(Extracted data entries)
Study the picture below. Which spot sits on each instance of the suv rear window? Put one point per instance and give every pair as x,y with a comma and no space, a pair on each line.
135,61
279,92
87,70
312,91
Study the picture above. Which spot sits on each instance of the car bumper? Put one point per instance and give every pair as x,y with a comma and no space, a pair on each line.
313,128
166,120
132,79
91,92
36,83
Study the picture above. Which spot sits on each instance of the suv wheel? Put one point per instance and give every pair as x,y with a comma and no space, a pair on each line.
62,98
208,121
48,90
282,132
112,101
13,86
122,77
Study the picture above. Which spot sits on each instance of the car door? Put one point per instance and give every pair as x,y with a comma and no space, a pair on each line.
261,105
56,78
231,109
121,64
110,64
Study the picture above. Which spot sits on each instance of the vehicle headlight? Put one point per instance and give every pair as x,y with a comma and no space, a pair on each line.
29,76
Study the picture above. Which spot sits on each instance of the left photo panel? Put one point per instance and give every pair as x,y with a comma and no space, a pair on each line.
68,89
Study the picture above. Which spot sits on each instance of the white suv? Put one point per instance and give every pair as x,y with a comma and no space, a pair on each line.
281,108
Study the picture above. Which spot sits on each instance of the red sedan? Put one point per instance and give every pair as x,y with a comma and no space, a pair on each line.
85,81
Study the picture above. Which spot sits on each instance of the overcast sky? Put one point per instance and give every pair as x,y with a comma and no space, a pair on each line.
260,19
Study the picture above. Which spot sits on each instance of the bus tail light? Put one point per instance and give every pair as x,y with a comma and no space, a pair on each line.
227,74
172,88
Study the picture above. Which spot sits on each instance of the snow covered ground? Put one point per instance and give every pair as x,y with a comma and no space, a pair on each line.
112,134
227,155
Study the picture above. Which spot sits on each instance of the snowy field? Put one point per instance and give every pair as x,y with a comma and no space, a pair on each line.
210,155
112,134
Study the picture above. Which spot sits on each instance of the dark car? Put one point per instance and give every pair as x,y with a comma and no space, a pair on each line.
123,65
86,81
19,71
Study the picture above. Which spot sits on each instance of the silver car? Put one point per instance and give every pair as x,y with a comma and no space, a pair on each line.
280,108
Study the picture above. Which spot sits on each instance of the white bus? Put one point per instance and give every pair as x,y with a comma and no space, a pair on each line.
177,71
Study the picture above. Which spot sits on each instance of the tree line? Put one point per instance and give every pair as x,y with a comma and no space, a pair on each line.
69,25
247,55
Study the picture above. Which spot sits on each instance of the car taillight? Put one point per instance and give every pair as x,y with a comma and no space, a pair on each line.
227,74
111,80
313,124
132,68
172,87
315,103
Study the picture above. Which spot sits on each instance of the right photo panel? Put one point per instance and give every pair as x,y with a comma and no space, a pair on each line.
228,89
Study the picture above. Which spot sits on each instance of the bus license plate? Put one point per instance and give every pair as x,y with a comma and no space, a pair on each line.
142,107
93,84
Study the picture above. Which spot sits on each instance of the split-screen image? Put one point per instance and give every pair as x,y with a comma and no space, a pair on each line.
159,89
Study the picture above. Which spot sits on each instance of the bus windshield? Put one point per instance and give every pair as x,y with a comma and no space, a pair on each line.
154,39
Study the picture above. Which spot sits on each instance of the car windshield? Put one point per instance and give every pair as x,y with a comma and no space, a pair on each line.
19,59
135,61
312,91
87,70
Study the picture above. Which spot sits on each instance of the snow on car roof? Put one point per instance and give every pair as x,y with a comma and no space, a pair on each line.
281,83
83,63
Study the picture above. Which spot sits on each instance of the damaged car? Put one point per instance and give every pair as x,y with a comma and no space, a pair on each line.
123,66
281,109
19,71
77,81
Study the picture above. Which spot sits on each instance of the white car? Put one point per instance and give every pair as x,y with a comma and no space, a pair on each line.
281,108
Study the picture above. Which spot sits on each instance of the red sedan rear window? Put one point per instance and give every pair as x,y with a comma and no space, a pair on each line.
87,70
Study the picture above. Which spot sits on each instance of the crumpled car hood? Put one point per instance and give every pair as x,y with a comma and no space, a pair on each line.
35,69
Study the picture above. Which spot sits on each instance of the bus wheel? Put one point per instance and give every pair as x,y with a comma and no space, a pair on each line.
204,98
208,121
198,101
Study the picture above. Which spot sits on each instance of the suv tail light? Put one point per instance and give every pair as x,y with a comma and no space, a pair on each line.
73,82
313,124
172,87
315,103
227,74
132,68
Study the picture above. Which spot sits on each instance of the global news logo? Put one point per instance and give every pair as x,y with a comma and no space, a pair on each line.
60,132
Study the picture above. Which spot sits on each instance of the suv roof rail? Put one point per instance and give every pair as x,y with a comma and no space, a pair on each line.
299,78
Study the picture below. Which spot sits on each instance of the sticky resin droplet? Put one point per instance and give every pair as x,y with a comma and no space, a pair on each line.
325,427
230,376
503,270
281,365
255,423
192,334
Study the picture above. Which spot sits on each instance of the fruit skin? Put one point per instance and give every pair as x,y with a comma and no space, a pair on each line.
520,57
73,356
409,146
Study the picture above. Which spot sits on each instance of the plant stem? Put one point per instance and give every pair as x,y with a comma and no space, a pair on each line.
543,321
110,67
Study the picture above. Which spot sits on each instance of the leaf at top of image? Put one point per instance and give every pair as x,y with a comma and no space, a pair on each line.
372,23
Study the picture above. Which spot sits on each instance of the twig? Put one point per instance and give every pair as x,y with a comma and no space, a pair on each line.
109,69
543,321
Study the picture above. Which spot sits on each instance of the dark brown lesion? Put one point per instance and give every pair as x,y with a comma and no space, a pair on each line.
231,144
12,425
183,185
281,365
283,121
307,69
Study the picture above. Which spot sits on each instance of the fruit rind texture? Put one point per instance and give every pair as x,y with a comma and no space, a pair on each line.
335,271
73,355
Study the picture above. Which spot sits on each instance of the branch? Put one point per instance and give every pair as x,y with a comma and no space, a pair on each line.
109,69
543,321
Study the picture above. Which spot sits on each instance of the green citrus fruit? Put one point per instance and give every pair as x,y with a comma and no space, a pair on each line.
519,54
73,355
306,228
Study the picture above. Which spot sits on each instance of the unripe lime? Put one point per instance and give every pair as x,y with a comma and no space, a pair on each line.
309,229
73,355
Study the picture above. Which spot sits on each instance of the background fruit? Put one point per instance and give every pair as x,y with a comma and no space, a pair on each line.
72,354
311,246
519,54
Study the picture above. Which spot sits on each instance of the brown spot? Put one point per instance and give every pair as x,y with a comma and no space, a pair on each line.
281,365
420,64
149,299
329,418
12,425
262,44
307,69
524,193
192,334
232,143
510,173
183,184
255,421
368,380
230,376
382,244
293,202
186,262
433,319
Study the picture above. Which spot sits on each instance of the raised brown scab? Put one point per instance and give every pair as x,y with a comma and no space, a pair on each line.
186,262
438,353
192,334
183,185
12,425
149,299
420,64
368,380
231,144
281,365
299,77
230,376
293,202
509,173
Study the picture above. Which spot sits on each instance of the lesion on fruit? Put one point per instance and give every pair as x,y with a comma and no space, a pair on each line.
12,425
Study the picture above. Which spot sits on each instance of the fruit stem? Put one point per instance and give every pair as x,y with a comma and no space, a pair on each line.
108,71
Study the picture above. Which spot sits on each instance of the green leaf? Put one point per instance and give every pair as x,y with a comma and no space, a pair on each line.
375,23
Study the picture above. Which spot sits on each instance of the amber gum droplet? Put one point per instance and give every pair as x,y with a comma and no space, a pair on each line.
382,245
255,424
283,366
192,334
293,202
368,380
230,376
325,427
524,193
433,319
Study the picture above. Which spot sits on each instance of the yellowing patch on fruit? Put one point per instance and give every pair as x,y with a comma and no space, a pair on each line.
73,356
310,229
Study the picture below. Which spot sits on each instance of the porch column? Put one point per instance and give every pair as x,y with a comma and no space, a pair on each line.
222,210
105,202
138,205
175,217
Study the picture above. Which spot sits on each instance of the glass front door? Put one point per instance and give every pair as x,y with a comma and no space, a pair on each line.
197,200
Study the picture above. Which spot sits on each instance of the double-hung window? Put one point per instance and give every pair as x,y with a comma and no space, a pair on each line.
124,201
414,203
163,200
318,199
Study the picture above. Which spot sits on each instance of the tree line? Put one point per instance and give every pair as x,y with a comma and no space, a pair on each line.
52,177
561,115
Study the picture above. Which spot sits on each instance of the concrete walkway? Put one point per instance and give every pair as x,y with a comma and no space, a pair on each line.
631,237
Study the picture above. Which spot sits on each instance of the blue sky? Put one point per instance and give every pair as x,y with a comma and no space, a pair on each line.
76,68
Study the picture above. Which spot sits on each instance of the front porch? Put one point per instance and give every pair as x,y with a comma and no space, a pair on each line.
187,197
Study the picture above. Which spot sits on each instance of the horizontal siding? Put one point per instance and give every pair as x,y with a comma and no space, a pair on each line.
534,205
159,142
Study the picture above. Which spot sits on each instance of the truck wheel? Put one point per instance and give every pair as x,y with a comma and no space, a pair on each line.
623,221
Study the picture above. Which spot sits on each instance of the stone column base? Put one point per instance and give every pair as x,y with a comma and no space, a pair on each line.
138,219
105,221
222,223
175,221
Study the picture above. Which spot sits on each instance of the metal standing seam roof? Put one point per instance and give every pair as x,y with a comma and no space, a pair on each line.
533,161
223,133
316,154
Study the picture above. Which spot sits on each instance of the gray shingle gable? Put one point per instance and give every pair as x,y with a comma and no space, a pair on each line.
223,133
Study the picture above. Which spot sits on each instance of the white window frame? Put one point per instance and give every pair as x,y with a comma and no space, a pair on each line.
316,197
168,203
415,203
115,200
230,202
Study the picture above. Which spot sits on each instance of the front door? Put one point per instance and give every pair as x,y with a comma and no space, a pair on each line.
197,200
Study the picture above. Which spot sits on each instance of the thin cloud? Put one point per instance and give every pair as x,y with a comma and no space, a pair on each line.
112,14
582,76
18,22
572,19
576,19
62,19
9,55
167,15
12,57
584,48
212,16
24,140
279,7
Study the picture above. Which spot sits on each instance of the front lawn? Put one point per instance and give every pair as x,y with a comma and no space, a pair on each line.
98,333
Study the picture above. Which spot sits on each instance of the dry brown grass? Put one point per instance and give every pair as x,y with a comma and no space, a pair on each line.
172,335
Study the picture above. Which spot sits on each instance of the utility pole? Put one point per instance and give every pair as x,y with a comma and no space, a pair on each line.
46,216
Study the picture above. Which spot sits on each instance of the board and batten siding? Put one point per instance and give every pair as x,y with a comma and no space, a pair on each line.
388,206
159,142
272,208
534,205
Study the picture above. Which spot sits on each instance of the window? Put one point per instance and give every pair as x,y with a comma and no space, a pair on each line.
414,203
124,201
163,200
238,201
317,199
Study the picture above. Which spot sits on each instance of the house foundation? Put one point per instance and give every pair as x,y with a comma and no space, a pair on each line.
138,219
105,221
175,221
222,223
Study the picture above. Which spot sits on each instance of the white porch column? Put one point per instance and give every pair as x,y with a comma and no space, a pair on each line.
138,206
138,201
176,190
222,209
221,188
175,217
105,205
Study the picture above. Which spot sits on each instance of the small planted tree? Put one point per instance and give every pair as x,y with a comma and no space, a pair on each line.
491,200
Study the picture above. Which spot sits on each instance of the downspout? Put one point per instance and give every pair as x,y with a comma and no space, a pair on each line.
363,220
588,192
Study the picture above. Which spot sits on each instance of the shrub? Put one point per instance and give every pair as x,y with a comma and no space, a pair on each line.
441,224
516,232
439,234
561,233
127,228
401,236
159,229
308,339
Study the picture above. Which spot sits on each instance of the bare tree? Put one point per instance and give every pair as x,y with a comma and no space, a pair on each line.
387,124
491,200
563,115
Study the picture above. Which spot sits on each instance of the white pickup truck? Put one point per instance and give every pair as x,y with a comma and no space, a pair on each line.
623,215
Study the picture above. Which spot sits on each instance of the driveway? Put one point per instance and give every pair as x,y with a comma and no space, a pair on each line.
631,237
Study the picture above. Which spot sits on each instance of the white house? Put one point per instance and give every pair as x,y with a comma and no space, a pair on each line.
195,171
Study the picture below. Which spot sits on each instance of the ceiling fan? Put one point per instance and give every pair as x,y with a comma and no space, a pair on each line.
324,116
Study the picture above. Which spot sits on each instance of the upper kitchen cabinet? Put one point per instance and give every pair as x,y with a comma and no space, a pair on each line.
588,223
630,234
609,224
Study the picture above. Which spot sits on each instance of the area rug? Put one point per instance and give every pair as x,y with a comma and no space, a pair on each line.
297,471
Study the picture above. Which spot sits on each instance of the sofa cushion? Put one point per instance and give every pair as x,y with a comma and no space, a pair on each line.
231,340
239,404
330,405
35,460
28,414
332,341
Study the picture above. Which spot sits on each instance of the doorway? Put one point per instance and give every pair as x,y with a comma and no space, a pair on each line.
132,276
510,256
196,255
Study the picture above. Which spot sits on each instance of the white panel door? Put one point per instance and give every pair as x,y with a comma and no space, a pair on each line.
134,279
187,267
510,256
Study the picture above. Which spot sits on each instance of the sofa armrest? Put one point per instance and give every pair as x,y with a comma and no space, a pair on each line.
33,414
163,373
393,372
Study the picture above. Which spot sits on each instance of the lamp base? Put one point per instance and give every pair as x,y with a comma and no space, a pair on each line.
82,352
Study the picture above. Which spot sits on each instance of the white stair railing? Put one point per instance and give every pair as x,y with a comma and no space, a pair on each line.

Activity:
Your reply should be a verbatim retyping of the lines from the one that holds "the sofa armrest?" through the last line of the entries.

Exercise response:
Study the picture above. Which spot sits on each instance of the sofa armrest? Put one point per instance and give every pair as x,y with a comma and no space, a pair on each line.
33,414
163,373
393,372
Study the picture above. Which spot sits on each instance of the lamp base? Put one point per instance and give every pair as x,y with a comma and no space, a pair on each line.
82,352
Study the picture above. Which spot sits on each instance of the white stair railing? Put one point per instance and give every pair as x,y with a comma and no space, a pair on each line.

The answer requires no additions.